**Required action:** Nothing in the entries may change when they are transcribed.
(Task material Opens)
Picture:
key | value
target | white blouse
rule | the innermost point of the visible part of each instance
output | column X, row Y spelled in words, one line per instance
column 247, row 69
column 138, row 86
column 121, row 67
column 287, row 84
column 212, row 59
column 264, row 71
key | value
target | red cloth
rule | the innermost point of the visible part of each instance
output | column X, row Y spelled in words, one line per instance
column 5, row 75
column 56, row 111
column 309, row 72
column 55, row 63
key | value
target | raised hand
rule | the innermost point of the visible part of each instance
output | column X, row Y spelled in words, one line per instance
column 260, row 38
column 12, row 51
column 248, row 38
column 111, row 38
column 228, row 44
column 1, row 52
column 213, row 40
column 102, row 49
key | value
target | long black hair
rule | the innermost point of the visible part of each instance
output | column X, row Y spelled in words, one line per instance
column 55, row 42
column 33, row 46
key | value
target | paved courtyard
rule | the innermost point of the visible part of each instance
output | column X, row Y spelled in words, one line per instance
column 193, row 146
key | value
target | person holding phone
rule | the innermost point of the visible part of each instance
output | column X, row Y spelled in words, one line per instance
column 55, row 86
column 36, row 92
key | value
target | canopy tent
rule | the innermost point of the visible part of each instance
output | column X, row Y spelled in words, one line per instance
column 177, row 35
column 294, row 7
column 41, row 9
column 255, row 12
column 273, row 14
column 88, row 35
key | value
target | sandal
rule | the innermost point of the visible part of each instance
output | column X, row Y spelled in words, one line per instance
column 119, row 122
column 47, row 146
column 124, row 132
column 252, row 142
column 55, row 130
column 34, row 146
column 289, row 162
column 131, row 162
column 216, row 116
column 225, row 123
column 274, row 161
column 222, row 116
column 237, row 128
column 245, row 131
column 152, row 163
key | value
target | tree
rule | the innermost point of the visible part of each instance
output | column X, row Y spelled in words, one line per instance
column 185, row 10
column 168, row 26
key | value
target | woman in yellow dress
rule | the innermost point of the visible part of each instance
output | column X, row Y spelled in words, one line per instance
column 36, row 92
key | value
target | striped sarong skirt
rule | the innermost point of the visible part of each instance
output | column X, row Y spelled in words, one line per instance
(Task material Closes)
**Written response:**
Picture:
key | value
target | white blouse
rule | the innermost point of the visible part of each instance
output | column X, row Y spelled in words, one line per instance
column 247, row 69
column 138, row 86
column 121, row 67
column 287, row 84
column 212, row 59
column 264, row 71
key | value
target | red cloth
rule | the innermost point of the visible part of each instance
output | column X, row Y spelled in words, one line per instance
column 5, row 75
column 56, row 111
column 309, row 72
column 55, row 63
key | value
target | raised hand
rule | the innermost point of the visible part of each instance
output | column X, row Y spelled in words, one line per instance
column 260, row 38
column 12, row 51
column 248, row 38
column 111, row 38
column 228, row 44
column 1, row 52
column 213, row 40
column 102, row 49
key | value
target | long black hair
rule | the innermost point of the visible part of each instance
output | column X, row Y spelled in words, one line per instance
column 55, row 42
column 33, row 46
key | value
target | paved courtyard
rule | the innermost point of the visible part of each instance
output | column X, row Y spelled in words, one line per instance
column 193, row 146
key | value
target | person holding phone
rule | the innermost point of the visible part of each instance
output | column X, row Y spelled in words, one line per instance
column 55, row 86
column 36, row 92
key | value
target | canopy tent
rule | the innermost point of the visible part of each instance
output | column X, row Y spelled in words, one line per instance
column 177, row 35
column 294, row 7
column 41, row 9
column 255, row 12
column 273, row 14
column 88, row 35
key | value
target | sandal
rule | the innermost point of the visible part of each instance
output | column X, row Y spelled in words, one line per instance
column 119, row 122
column 47, row 146
column 124, row 132
column 252, row 142
column 55, row 130
column 34, row 146
column 289, row 162
column 131, row 162
column 216, row 116
column 225, row 123
column 274, row 161
column 222, row 116
column 237, row 128
column 245, row 131
column 152, row 163
key | value
target | tree
rule | the innermost point of the visible part of each instance
output | column X, row Y spelled in words, one line per instance
column 185, row 10
column 168, row 26
key | value
target | woman in yellow dress
rule | the innermost point of the visible part of each instance
output | column X, row Y spelled in words, one line per instance
column 36, row 92
key | value
target | striped sarong skirt
rule | the innermost point of the visible part of each instance
output | column X, row Y spelled in words, one line per instance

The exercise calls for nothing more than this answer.